Given records start

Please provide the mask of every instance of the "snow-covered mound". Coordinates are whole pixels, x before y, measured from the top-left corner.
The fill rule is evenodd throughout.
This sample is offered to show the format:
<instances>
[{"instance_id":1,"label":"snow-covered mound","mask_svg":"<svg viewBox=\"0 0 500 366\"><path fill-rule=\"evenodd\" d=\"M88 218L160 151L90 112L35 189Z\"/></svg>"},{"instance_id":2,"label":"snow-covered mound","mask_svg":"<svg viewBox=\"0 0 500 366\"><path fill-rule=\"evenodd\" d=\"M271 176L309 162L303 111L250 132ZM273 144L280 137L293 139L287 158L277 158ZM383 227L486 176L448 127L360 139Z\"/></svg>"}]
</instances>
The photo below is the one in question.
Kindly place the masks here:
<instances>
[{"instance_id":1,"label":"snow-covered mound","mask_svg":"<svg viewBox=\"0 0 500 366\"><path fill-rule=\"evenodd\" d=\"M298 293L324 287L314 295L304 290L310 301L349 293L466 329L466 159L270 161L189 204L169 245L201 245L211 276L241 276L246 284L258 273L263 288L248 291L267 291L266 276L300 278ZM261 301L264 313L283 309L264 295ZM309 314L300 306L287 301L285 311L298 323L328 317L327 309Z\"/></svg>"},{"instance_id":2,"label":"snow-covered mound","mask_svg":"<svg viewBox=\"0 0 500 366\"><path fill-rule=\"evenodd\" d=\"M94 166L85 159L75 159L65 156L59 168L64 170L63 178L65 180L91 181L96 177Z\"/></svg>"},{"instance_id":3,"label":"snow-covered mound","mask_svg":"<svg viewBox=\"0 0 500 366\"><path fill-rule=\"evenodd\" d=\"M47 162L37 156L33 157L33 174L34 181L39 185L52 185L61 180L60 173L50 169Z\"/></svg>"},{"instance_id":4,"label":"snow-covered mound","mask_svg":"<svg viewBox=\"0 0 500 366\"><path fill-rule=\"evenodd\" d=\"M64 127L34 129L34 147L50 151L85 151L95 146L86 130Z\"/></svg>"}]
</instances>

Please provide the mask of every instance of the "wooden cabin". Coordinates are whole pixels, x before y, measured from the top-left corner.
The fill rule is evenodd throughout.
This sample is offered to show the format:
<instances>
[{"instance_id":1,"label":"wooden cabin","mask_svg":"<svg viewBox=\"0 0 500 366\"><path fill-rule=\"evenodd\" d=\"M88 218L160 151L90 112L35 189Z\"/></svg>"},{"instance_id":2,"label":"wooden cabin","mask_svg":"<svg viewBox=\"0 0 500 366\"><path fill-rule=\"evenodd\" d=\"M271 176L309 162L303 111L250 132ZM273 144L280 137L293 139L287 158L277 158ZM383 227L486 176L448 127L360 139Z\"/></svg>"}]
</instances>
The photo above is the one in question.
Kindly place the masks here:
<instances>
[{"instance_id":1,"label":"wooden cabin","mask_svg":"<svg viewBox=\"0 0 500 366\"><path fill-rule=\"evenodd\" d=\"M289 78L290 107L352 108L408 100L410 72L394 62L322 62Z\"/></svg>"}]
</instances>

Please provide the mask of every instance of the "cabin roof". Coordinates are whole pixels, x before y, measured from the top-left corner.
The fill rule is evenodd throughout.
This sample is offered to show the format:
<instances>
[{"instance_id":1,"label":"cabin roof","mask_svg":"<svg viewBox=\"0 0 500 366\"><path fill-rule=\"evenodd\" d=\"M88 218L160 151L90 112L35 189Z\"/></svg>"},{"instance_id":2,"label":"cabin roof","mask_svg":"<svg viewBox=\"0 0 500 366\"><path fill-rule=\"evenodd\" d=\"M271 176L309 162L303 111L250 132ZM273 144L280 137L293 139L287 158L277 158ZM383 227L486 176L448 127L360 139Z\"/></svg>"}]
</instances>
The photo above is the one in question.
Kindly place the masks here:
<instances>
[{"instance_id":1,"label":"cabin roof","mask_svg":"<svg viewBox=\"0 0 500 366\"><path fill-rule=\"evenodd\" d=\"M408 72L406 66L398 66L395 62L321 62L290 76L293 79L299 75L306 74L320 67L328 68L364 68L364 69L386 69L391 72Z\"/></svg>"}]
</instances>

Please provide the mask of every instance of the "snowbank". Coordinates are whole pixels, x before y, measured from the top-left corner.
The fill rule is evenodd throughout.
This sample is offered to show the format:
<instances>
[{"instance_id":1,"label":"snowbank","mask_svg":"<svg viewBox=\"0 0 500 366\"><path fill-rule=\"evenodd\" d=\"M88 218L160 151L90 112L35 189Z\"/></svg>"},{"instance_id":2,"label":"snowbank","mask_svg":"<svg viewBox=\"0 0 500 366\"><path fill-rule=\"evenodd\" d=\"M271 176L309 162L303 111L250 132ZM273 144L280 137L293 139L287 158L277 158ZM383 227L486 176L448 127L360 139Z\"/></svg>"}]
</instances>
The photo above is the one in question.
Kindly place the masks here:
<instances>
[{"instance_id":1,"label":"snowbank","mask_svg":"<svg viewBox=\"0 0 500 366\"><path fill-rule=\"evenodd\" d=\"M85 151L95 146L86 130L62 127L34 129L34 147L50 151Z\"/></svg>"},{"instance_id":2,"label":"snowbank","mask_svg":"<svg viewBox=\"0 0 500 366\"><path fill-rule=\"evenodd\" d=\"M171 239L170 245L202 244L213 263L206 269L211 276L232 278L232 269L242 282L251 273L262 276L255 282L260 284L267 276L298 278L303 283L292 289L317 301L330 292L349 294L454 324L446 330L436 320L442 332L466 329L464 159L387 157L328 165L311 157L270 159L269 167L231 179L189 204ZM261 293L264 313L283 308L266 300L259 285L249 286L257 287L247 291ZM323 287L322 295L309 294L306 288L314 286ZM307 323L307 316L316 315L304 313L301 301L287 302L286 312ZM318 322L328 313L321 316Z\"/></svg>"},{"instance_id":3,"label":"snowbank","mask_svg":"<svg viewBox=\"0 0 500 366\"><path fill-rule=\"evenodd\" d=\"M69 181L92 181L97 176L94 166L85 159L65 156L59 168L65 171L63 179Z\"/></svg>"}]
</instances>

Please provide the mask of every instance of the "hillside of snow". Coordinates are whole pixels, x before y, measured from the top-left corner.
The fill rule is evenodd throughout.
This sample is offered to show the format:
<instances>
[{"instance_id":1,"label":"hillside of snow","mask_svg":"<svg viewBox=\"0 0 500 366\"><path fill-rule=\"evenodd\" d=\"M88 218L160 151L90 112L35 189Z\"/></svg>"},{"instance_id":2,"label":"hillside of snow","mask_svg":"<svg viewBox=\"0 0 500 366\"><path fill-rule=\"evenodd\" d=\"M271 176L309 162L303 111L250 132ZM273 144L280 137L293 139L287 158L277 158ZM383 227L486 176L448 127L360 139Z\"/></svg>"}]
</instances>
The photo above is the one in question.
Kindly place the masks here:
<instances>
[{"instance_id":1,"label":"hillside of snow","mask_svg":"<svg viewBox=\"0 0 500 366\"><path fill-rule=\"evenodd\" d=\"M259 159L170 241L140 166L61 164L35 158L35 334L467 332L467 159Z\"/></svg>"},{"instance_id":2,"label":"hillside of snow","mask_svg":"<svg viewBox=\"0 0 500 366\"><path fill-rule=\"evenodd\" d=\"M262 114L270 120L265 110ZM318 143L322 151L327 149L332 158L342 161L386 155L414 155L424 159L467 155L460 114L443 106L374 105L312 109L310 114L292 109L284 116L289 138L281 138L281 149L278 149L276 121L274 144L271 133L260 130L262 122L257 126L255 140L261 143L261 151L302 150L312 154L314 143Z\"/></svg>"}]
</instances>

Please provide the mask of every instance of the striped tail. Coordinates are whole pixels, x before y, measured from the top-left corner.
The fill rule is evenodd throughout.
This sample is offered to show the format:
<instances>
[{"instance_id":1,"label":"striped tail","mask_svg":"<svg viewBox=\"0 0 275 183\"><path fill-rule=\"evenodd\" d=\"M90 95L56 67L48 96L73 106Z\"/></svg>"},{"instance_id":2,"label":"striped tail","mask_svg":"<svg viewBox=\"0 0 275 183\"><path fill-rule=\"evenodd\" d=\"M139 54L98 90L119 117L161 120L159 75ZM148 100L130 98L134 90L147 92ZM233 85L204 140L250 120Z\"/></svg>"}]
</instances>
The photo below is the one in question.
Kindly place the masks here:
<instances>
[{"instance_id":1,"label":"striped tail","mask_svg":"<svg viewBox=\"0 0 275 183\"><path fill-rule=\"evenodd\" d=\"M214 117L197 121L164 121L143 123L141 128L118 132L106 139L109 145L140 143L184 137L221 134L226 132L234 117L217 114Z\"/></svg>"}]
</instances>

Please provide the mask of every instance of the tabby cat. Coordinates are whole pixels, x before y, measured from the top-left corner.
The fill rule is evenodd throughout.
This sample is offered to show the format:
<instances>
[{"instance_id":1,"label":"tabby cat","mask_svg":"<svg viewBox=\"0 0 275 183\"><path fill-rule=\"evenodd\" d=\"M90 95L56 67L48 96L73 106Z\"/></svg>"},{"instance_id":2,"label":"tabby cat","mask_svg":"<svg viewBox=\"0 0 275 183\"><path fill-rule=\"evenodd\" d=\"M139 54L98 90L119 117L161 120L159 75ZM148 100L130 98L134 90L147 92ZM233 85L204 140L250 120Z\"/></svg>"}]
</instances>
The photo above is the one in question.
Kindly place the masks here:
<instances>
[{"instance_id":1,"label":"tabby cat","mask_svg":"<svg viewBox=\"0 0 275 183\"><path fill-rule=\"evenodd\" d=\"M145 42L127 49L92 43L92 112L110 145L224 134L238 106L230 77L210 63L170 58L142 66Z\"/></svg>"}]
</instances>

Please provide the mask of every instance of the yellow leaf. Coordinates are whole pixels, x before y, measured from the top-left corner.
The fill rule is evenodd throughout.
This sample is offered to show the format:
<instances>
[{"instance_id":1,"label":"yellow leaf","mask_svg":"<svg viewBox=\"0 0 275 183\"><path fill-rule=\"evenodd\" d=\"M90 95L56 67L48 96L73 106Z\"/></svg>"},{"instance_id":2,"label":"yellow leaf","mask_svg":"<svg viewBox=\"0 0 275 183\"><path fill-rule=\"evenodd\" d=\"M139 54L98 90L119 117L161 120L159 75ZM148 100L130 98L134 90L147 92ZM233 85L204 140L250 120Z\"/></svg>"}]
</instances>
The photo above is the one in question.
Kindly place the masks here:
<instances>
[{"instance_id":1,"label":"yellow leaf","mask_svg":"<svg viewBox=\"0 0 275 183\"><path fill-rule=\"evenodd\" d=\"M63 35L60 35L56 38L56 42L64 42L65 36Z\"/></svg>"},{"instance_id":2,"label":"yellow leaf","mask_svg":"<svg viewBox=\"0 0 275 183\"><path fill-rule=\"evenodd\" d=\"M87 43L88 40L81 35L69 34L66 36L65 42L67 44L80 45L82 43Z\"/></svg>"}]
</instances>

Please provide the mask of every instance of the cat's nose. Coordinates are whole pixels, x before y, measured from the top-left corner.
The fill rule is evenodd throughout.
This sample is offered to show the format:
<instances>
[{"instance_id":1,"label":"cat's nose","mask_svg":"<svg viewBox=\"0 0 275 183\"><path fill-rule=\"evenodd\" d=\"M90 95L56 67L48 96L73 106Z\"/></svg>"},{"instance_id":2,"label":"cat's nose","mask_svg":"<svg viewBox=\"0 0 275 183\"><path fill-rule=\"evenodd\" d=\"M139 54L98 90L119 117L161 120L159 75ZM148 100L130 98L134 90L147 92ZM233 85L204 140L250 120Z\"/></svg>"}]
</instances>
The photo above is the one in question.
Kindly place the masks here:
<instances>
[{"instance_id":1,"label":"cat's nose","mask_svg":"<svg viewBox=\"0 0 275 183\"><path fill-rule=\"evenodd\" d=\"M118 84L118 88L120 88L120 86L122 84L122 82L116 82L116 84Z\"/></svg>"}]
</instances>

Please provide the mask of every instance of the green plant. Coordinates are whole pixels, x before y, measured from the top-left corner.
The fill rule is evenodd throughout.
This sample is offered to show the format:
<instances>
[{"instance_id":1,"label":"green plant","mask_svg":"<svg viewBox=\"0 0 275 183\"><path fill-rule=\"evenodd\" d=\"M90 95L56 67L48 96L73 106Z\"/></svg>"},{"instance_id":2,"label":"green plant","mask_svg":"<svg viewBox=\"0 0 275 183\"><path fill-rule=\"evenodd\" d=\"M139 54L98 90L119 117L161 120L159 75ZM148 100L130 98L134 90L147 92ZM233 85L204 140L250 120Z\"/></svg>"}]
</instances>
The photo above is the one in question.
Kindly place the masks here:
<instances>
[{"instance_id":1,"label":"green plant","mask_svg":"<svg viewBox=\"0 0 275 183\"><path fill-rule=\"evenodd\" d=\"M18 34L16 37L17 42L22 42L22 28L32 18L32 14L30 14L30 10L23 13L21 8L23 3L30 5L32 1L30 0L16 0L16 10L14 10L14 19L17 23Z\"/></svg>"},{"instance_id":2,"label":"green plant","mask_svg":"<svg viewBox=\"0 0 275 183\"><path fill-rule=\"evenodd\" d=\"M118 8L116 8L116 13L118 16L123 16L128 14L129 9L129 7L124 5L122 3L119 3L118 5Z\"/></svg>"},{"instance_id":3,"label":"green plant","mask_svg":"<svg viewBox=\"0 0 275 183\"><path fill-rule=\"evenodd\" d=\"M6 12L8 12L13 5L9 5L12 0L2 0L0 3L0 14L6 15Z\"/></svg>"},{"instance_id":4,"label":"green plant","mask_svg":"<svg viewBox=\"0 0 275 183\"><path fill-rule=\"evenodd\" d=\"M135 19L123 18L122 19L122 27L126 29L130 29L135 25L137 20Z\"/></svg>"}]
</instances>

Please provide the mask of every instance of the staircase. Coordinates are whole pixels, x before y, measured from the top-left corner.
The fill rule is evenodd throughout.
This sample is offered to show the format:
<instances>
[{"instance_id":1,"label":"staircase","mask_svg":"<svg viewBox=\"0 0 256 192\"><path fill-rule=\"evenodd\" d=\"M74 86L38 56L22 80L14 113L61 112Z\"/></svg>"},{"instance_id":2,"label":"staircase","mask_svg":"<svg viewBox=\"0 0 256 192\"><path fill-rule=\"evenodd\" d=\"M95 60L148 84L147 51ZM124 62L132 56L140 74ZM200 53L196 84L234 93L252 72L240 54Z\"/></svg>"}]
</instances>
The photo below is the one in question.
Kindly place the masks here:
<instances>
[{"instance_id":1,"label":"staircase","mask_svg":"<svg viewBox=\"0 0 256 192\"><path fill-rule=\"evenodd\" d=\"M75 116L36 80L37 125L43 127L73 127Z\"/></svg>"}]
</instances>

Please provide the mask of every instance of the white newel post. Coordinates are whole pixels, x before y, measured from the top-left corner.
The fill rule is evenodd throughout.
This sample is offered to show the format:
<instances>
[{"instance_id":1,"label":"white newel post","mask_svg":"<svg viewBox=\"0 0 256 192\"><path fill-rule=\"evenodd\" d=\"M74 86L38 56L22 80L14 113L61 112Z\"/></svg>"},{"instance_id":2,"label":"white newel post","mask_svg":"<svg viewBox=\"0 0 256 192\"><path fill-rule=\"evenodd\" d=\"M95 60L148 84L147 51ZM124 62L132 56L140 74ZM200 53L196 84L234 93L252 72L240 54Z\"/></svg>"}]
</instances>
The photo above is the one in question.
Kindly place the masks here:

Given records end

Can you output the lines exactly, starting with the line containing "Please provide the mask of every instance of the white" and going on through the end of the records?

Solution for this problem:
Please provide the mask of every instance of the white newel post. Coordinates are whole pixels, x before y, measured from the top-left corner.
The fill rule is evenodd throughout.
This sample is offered to show the format:
<instances>
[{"instance_id":1,"label":"white newel post","mask_svg":"<svg viewBox=\"0 0 256 192\"><path fill-rule=\"evenodd\" d=\"M74 86L38 56L22 80L14 113L61 112Z\"/></svg>"},{"instance_id":2,"label":"white newel post","mask_svg":"<svg viewBox=\"0 0 256 192\"><path fill-rule=\"evenodd\" d=\"M95 60L148 84L147 51ZM124 62L132 56L140 74ZM200 53L196 84L234 93L252 72L240 54Z\"/></svg>"}]
</instances>
The photo above is the one in question.
Kindly place the masks here:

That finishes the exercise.